Count the lines in the data below that contain the string "mushroom", and give only that number.

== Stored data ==
◆ ◆ ◆

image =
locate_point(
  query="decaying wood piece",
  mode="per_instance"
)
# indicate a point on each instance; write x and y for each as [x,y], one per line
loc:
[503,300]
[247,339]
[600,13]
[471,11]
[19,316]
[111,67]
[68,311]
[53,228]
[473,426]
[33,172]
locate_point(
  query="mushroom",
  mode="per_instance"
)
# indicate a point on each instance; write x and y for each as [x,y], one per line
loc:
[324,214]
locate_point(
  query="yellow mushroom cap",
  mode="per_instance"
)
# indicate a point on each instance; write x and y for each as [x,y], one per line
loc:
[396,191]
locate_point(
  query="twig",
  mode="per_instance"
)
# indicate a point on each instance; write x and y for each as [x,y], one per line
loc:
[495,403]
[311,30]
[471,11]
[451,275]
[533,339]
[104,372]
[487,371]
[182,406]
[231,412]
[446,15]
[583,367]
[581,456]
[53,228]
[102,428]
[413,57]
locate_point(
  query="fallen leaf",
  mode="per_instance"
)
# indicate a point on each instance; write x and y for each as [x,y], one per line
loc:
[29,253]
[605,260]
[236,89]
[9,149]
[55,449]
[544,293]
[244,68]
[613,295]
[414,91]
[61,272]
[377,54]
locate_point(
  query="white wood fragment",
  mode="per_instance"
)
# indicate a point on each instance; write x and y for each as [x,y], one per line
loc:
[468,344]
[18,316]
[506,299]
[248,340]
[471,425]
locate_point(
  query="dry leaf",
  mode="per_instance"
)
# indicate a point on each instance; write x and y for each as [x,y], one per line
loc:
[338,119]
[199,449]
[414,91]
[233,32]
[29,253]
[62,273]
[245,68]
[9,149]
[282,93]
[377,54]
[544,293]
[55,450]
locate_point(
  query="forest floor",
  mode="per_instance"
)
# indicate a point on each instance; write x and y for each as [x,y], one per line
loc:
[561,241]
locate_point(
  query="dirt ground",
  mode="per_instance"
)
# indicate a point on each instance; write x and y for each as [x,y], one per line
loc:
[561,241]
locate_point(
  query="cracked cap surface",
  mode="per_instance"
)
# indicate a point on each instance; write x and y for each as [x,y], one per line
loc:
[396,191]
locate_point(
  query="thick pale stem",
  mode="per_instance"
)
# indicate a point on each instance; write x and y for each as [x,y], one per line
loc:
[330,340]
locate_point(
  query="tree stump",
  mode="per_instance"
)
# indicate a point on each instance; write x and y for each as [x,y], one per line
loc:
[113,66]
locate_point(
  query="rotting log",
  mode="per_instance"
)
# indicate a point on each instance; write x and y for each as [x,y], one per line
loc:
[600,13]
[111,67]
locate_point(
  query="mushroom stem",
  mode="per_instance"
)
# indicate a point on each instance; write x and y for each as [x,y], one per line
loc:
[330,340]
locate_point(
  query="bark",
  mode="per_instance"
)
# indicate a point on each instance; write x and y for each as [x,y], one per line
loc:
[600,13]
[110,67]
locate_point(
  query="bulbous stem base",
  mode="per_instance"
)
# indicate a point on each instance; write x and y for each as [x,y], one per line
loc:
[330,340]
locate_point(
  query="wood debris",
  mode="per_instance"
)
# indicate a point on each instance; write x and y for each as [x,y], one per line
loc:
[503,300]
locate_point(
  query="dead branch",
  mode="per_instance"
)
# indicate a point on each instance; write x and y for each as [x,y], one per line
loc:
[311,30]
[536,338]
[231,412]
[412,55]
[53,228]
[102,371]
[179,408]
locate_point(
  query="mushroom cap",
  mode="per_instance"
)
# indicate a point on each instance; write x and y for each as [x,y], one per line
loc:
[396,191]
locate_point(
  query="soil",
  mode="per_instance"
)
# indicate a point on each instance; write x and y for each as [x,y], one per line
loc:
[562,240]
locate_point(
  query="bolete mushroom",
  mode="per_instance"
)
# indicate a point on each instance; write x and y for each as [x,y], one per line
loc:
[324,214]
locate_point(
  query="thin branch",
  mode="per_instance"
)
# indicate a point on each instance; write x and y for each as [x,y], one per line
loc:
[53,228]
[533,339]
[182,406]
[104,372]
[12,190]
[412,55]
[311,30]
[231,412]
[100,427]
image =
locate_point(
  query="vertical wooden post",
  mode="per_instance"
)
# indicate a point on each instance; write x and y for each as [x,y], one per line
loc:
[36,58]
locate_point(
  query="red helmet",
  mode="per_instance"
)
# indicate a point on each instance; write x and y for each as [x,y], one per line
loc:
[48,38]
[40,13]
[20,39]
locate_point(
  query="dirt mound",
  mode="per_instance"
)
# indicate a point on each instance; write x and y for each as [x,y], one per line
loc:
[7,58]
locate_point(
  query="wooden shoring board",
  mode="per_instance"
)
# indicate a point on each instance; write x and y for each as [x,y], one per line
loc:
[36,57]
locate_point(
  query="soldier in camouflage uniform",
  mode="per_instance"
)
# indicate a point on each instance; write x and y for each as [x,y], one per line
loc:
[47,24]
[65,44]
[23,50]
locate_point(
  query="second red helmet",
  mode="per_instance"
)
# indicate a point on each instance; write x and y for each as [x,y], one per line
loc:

◆ ◆ ◆

== Solution ==
5